- **WHAT THE EXERCISE ASKS**
From the line that includes "Target: bread roll" to the last line of the data, quote each line precisely; both boundary lines belong in the answer.

——

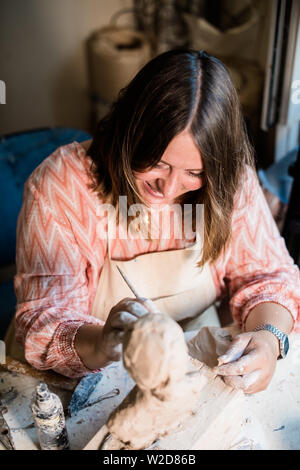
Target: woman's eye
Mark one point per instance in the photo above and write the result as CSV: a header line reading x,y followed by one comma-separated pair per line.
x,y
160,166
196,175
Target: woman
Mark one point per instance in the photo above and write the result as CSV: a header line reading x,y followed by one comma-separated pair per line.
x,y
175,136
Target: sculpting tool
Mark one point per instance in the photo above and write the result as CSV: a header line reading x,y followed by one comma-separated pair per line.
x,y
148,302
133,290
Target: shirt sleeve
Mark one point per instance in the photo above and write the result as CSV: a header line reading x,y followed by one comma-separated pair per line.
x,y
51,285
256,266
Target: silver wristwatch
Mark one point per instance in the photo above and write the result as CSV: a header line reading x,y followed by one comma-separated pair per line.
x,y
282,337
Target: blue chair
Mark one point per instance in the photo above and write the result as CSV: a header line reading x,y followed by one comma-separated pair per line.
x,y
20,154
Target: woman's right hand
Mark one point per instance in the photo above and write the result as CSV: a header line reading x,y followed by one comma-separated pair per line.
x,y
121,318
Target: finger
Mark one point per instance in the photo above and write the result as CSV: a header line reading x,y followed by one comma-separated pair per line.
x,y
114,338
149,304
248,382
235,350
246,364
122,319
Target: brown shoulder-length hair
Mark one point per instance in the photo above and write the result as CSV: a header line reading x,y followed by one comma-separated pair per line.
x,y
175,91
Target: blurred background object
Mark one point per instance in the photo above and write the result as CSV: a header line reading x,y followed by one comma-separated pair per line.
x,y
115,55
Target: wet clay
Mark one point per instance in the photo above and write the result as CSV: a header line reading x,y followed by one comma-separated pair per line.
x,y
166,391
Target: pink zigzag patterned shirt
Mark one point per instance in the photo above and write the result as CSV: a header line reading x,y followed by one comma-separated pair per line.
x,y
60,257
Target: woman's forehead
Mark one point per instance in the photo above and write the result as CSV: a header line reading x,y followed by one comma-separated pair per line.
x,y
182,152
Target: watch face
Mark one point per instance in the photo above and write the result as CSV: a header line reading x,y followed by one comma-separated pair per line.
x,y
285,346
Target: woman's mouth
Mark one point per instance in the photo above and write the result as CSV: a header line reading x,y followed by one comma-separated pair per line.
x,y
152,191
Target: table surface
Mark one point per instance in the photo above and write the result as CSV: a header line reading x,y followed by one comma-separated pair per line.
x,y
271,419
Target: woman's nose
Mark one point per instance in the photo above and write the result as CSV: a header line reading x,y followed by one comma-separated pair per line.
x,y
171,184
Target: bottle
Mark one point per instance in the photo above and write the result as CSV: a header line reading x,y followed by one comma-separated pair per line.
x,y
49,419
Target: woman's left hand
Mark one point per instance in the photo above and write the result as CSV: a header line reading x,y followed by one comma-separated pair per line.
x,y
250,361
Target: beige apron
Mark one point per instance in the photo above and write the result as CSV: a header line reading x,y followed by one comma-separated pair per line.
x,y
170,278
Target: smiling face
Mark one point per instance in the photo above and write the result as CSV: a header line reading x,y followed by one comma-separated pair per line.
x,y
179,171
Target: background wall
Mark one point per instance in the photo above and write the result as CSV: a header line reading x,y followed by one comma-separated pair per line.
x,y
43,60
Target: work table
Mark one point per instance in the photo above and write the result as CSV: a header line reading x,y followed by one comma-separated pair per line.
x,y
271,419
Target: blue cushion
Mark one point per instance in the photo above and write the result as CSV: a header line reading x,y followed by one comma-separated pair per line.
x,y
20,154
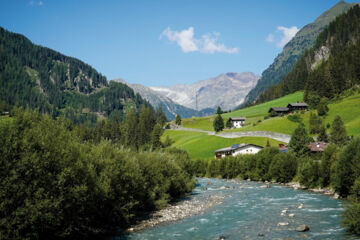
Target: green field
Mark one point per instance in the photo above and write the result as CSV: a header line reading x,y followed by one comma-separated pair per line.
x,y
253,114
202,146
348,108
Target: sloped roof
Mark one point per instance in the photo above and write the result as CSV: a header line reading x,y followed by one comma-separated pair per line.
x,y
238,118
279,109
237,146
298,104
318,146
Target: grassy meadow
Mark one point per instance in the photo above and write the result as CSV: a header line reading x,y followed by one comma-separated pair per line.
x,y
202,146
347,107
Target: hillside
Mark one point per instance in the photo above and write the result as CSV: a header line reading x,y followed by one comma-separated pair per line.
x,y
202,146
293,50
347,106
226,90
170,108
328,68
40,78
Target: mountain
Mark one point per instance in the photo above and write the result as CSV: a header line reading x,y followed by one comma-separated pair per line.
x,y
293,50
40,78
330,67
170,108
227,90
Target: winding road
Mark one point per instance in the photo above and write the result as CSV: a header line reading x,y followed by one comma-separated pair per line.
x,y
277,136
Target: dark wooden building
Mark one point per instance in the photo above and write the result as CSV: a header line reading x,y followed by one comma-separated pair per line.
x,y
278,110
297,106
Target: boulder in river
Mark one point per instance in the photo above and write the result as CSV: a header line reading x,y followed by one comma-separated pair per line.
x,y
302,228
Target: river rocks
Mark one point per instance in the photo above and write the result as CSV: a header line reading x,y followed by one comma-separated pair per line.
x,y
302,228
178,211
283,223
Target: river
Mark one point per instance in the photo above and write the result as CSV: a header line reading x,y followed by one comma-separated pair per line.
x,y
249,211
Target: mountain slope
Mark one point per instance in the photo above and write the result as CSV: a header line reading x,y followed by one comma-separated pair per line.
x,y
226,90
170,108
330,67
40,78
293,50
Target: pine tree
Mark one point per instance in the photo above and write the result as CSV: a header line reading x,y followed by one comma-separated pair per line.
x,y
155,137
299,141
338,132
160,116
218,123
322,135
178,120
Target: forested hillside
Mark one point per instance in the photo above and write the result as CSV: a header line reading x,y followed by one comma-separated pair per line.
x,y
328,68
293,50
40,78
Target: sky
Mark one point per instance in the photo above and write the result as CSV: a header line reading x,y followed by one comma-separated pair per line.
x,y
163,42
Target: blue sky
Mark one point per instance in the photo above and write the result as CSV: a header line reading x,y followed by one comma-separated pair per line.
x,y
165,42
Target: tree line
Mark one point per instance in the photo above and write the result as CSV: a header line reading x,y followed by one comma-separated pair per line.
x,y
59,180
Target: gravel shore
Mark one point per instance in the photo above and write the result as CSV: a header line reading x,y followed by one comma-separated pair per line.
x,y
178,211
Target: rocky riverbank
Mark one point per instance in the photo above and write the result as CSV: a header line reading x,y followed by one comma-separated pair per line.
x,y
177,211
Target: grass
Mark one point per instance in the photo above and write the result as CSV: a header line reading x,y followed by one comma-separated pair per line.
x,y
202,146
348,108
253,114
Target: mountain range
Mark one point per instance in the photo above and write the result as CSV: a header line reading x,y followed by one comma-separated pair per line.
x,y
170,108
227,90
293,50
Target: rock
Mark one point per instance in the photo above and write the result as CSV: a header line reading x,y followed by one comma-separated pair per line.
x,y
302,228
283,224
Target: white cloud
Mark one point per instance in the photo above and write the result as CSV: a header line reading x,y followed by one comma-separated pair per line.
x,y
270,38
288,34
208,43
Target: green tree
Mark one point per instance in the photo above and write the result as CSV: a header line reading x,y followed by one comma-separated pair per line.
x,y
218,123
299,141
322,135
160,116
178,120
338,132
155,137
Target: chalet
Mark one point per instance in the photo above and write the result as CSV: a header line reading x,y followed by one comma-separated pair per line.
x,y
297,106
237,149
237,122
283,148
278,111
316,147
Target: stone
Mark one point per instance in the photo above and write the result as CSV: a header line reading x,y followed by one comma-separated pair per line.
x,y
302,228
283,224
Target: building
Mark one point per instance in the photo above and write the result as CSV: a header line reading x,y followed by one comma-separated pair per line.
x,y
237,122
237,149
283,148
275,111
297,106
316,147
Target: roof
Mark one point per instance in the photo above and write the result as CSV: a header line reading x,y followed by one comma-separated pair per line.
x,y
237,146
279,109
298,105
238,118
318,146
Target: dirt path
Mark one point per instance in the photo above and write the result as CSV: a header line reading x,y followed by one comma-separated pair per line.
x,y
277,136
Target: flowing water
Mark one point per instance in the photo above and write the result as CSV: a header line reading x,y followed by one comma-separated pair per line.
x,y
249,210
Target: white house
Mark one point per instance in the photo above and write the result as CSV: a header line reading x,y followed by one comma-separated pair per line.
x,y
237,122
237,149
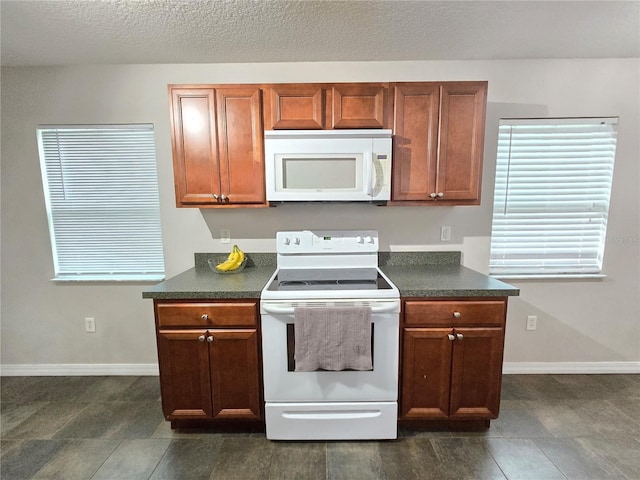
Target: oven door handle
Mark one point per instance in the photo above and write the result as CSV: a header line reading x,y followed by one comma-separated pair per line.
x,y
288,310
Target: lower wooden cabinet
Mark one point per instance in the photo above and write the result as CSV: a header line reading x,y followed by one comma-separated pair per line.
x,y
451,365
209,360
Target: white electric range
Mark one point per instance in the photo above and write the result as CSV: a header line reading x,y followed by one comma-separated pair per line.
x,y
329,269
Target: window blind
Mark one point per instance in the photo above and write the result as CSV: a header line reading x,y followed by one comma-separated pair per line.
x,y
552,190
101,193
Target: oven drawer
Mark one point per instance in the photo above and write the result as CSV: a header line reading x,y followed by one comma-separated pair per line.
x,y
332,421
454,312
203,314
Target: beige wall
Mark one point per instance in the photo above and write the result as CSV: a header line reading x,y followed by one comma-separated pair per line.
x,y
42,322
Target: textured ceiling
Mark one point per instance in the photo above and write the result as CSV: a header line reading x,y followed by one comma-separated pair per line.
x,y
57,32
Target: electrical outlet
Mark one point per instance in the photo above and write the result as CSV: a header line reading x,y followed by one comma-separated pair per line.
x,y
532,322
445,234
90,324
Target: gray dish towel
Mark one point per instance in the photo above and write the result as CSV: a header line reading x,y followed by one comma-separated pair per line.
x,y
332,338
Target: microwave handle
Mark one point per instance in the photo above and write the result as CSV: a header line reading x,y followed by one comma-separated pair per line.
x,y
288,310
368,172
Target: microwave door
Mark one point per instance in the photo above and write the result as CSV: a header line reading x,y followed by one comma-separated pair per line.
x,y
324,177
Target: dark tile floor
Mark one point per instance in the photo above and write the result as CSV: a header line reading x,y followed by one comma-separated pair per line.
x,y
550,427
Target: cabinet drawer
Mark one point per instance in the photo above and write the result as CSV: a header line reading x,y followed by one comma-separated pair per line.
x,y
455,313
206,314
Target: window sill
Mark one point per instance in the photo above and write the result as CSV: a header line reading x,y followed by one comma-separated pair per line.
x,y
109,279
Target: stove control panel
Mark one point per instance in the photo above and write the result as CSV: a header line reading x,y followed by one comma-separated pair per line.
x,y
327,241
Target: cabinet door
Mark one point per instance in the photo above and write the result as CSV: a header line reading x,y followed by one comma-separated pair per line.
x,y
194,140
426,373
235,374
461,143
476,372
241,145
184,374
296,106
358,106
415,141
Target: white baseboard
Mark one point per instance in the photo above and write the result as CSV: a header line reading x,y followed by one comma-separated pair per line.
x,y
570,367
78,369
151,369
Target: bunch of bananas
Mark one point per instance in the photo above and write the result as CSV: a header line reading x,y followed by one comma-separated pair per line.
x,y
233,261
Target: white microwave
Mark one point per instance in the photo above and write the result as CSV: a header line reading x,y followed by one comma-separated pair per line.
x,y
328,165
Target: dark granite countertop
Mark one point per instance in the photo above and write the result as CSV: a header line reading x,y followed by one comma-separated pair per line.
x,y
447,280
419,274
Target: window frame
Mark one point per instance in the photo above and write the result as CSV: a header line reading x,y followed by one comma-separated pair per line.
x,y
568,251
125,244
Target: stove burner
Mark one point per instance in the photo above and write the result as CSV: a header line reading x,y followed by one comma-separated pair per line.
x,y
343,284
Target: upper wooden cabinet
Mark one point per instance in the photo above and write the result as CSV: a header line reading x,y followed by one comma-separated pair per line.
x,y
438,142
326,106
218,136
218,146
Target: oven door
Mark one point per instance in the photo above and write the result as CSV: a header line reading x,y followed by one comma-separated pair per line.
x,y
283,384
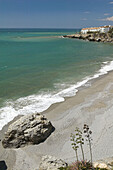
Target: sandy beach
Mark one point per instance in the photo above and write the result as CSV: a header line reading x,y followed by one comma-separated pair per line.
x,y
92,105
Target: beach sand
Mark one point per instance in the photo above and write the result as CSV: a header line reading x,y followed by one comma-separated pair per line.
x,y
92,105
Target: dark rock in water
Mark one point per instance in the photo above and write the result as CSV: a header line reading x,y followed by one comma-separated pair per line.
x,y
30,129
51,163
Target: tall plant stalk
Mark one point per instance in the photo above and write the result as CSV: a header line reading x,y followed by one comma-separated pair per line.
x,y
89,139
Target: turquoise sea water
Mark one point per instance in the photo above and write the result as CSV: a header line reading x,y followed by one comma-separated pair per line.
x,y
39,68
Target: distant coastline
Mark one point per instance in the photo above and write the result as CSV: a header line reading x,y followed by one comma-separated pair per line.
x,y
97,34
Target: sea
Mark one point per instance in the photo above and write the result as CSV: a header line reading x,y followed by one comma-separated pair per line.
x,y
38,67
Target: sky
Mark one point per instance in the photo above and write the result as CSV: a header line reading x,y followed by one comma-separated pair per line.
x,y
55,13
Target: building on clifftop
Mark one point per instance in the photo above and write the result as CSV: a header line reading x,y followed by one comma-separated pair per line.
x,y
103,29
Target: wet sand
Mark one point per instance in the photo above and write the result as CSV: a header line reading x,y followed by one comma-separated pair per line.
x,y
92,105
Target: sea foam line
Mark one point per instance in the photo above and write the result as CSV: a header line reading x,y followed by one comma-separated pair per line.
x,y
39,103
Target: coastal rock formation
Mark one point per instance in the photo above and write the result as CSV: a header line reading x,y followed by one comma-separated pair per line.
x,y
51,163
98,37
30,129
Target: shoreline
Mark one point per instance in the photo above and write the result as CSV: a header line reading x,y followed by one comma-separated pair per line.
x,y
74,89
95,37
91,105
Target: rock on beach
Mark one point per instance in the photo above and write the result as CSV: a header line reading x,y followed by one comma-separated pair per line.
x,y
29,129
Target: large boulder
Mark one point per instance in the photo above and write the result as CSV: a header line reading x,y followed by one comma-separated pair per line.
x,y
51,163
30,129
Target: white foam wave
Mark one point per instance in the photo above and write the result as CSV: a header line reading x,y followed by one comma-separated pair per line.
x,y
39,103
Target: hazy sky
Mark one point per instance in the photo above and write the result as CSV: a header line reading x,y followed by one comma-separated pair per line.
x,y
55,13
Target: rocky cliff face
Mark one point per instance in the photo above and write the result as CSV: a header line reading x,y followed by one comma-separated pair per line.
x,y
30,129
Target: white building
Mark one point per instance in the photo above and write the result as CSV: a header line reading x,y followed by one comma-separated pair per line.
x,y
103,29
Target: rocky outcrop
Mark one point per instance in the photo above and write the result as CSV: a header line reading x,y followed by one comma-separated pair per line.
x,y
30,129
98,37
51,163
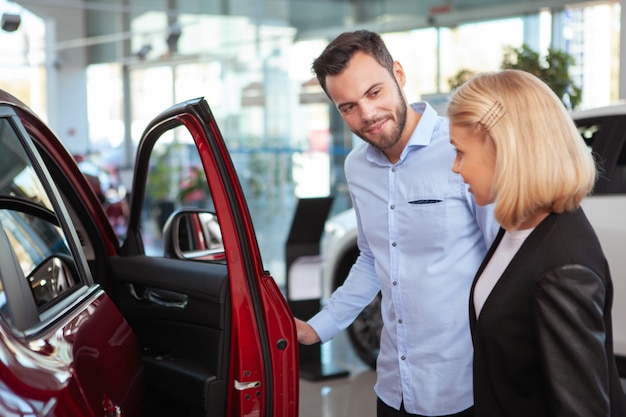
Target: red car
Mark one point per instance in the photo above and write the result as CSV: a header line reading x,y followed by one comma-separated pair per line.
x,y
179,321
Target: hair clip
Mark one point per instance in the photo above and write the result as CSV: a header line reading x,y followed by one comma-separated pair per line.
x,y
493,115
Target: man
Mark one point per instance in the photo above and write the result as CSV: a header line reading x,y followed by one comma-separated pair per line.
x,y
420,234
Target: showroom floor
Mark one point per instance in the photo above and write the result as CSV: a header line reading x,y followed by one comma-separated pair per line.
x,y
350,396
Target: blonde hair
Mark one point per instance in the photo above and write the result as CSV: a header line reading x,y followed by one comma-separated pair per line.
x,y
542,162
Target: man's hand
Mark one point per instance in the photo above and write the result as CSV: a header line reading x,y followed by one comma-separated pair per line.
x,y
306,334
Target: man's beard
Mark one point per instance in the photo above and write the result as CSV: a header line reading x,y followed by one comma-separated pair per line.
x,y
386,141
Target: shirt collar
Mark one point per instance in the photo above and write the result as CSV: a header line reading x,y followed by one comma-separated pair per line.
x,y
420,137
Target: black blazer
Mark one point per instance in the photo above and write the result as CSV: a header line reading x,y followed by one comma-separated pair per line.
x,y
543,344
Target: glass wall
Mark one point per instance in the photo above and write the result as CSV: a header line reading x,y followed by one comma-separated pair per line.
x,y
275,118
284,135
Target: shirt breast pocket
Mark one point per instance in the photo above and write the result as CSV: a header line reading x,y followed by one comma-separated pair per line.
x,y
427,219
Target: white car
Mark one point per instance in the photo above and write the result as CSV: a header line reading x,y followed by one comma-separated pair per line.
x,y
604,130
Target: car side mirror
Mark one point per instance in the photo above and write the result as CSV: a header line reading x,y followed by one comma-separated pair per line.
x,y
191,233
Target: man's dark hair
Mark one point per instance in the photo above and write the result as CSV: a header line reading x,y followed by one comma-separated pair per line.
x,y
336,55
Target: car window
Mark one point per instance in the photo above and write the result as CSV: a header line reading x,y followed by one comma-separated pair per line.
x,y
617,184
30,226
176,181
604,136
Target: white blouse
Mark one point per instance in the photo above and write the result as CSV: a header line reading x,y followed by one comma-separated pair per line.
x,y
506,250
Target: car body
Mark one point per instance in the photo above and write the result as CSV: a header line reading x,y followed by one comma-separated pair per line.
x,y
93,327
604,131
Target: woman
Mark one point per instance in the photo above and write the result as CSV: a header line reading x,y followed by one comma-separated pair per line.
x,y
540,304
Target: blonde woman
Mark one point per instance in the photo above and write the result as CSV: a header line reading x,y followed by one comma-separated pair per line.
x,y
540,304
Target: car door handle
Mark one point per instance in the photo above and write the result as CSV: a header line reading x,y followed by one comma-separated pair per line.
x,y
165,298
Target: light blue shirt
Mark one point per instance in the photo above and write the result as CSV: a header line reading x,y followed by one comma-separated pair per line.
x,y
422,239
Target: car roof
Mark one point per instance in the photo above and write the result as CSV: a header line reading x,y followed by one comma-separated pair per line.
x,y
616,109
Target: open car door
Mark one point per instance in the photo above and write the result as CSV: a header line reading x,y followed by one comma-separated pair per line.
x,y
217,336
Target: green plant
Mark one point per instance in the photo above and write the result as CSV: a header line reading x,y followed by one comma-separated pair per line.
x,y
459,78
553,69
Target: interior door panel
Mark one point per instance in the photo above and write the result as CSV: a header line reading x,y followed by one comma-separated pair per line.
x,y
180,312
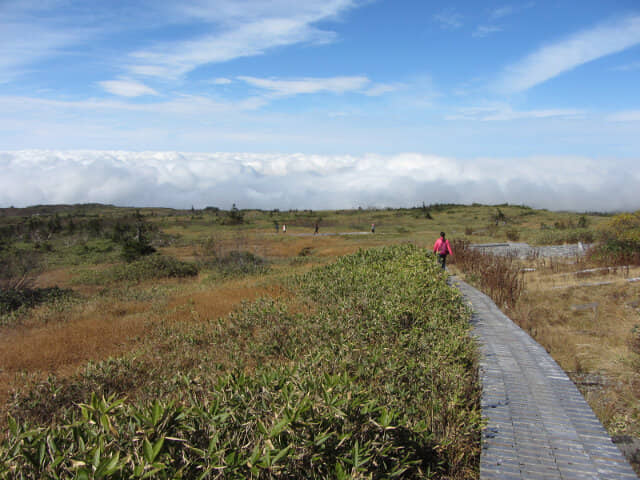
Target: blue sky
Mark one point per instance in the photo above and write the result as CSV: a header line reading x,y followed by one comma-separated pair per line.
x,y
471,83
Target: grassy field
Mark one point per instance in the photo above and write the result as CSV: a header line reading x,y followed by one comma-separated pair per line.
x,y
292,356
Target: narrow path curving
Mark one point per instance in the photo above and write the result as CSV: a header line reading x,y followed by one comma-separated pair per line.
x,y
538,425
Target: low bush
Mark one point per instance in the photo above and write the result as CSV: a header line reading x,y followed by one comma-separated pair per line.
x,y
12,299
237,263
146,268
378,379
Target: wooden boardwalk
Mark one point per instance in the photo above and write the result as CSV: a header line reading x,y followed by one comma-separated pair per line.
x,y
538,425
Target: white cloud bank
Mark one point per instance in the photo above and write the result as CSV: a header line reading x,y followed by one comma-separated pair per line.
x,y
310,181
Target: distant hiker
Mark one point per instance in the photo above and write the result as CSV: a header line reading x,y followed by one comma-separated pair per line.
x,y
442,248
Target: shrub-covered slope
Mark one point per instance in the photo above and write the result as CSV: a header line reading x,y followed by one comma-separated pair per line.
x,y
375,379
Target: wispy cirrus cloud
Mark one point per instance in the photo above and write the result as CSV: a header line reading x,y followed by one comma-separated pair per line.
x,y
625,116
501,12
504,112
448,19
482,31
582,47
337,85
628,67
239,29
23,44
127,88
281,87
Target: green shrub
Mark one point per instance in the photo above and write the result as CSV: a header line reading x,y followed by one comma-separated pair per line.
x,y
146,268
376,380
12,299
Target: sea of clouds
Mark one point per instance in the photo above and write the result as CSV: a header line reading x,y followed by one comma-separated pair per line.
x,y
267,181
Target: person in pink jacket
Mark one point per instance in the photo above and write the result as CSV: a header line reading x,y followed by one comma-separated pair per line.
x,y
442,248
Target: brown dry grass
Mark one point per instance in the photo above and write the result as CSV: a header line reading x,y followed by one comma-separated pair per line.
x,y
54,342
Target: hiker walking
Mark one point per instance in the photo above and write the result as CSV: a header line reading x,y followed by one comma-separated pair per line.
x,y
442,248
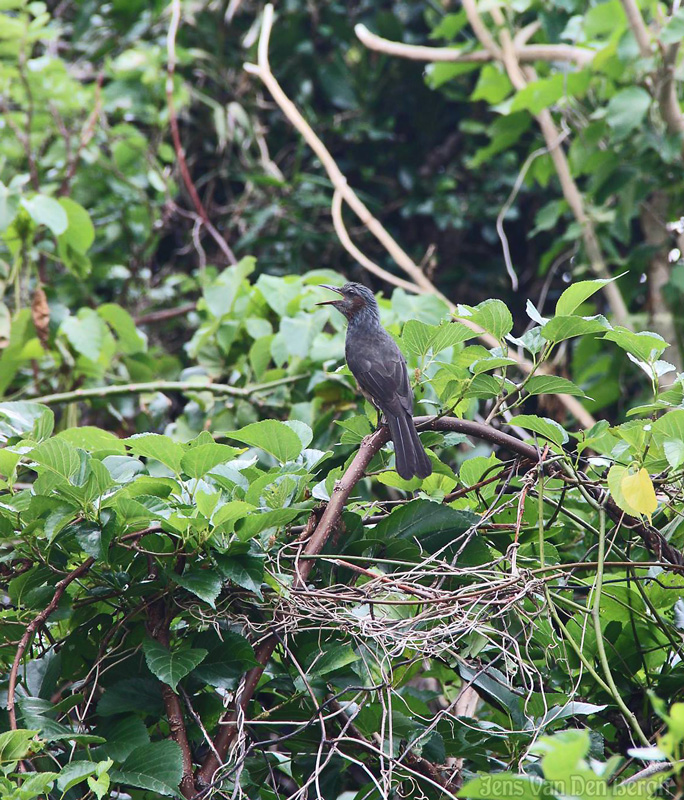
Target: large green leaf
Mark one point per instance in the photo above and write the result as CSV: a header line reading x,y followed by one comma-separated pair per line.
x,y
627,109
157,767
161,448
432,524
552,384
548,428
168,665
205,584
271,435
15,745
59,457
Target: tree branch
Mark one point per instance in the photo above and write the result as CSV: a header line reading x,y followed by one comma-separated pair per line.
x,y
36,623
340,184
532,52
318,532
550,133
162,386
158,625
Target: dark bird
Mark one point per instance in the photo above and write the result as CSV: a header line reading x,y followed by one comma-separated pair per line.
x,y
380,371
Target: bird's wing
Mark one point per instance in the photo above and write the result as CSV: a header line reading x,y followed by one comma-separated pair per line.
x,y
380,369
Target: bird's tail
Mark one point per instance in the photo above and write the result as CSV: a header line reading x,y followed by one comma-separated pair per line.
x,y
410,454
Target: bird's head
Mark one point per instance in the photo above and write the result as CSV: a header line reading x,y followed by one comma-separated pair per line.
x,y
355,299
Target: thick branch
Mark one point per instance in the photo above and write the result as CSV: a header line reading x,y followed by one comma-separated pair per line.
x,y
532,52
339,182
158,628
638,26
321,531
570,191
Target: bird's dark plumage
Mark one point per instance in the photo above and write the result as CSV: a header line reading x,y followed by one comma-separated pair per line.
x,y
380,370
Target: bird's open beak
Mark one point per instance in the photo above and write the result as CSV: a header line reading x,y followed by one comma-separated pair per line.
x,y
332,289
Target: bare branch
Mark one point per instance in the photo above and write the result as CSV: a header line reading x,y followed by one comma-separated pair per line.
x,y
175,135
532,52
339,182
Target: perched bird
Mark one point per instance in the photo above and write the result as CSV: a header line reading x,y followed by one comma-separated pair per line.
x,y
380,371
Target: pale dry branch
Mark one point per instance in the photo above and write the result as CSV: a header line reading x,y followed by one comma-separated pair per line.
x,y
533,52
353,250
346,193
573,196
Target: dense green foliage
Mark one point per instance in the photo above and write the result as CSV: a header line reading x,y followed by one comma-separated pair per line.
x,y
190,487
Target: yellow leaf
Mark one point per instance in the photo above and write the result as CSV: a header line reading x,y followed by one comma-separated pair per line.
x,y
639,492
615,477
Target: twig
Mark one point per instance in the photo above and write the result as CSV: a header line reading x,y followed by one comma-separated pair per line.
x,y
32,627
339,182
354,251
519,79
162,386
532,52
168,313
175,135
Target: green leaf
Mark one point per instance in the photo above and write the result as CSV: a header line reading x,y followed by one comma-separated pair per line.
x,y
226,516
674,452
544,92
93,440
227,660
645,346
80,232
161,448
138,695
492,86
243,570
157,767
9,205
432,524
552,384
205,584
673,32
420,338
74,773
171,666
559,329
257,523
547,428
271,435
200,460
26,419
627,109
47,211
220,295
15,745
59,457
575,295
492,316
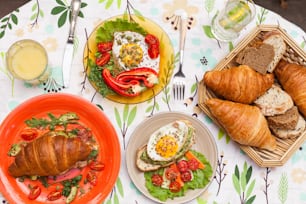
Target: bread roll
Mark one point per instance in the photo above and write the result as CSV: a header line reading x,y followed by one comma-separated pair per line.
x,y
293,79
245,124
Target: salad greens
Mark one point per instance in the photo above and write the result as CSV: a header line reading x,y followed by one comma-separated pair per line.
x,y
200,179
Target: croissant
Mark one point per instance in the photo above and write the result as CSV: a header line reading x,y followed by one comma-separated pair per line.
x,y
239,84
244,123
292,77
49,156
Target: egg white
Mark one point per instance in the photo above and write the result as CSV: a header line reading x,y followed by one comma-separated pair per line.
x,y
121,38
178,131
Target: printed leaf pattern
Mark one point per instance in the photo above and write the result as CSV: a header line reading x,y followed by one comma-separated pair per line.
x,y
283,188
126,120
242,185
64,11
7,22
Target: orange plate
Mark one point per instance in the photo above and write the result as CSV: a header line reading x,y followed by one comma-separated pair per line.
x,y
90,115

——

- **RESPONSE TO THIS TASK**
Target: bread roll
Mark one point per instance in the photo above and write the result as CSV: a header line reading x,y followed by one comma-separated pair per line.
x,y
293,79
245,124
Target: salad greens
Mark one point per instance in the photo above and write the result as CSV: a header line reading x,y followed by one comma-separated pair per line.
x,y
200,179
Target: croissant
Mark one point per instance in the photo above and write the result as CSV: a header line reading x,y followed by one comma-separated pair per line.
x,y
239,84
244,123
292,77
49,156
Target: egg white
Mark one point per instance in the photo above and write the result as CSV: a header line reading x,y followed by one comma-separated pair per line.
x,y
121,38
178,131
Target: printed leaf pattern
Mark one point per instance in the photo above and write the result as CSV: a header line reading x,y followed by one comma-separated pair per line.
x,y
283,188
126,120
242,185
64,11
7,22
Target: orange plate
Mark one point per instance in the photo above and write the result as CSV: a header line reading x,y followed by one comma-separated pair per line.
x,y
90,115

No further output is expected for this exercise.